### Provided passage
════════════════════

Suckering and Stringing Heirloom Tomatoes

Beautiful Sunday in the greenhouse!  I have promised one of my Evergreen Brickworks customers that I would blog and teach her how to sucker her tomatoes! She has been sharing pictures off her iPhone with me of her tomatoes at market and asking how to 'sucker them' Don't you just love iPhones?  This blog is for you! Once tomatoes root down and take hold, they grow like weeds! Suckering (pruning) is an important job that has to be done early and often to have 'controlled' plants and healthy, large fruit.   It's one of those jobs that you finally finish and then have to turn around and do it all over again.  If you have a large garden, leave one tomato plant alone and watch it all season!  The beast will lop over, suckers will make a huge pile of a vine mass, blossoms and eventually oodles of fruit, the stem will throw roots and it will keep going and going!  That is what we often do in the fields.  This works fine IF the weather is hot and dry as tomatoes do not like wet feet and are more susceptible to disease and problems if they can't 'dry'.  It saves a lot of space if you cage, string or stake your luscious gems. So lets start with a young heirloom:
This above pic is the before of an untouched young heirloom tomato.  I can see three suckers off the bat. Young suckers are baby tomato plants. (Be gentle and careful not to knock off the yellow flowers!  These blossoms are where your fruit comes from!) In most cases the suckers grow from the area in between the stem and leaves.  (I'll share other annoying 'sucker' scenarios in a minute)
This is a good example of a sucker.  You want to remove it. There is another at the top of the picture too..

════════════════════

### Dataset
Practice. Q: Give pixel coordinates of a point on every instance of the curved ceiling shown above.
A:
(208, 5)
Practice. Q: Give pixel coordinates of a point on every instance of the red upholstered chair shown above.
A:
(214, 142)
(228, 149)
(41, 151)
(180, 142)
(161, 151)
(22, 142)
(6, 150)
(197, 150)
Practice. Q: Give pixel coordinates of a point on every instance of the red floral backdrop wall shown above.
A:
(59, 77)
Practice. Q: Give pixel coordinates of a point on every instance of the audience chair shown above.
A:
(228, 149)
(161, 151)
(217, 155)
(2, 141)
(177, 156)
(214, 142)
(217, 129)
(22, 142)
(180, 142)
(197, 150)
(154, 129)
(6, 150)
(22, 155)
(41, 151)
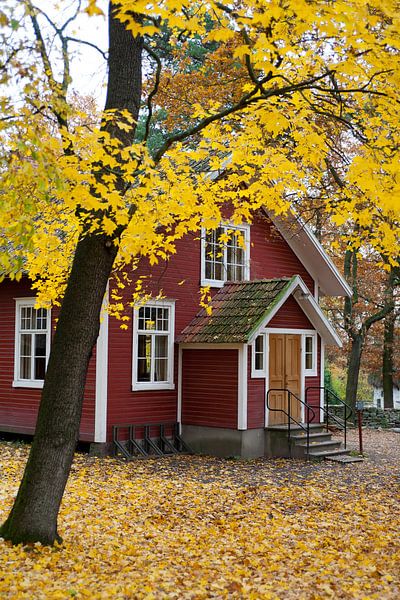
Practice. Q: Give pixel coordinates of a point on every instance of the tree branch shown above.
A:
(86, 43)
(154, 91)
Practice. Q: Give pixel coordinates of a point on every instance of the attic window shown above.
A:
(32, 343)
(225, 255)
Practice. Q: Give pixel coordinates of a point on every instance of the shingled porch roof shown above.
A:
(238, 308)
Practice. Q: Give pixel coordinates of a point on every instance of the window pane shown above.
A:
(40, 344)
(259, 353)
(41, 318)
(26, 317)
(161, 369)
(309, 352)
(309, 343)
(40, 367)
(25, 356)
(239, 273)
(141, 318)
(144, 357)
(40, 355)
(161, 346)
(162, 319)
(214, 254)
(143, 369)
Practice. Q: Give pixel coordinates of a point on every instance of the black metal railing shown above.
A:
(288, 413)
(329, 416)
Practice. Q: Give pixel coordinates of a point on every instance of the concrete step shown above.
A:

════════════════════

### Exercise directions
Continue the text on suckering heirloom tomatoes, starting after its final sentence. The rows are unrelated to the tomato-suckering text.

### Answer for the task
Gently bend and snap them out....I KNOW it's scary to start ripping apart the tomato plant you are patiently growing, especially if you only have a few tomato plants but trust me, you'll learn and reap the benefits with gorgeous plants and beautiful fruit! So do it, bust the little buggers out of there! You'll be left with a handful of suckers you can just compost......
Suckers removed from the plant....
And the after picture!  A sucker-free heirloom tomato plant! At least once a week, check and remove the suckers.  Even where you've 'suckered' before they often times will 'grow back'.  It's a never ending job BUT once you have a trained eye will take mere seconds to tidy up your tomato plants!  Good luck and bring more pictures to market for me to see!  ;)
Now, not all tomatoes are created equal!  Not all 'suckers' are created equal.  Take the above photo.  There is a sucker growing from the tip of a set of blossoms!  Remove these as well.  I also find that if you grow 'striped german' or 'striped marvel', typically any of the yellow, marbled flesh ones they like to throw a set of blossoms in a V stem and throw two suckers at the same time! You must choose a 'leader' and remove the other stem/sucker. Have fun!  Tomatoes are forgiving.  Often time while stringing, my 'gentle' hand that is never trying to go too fast snaps the top right out of the tomato!!  It eventually throws another sucker and keeps going!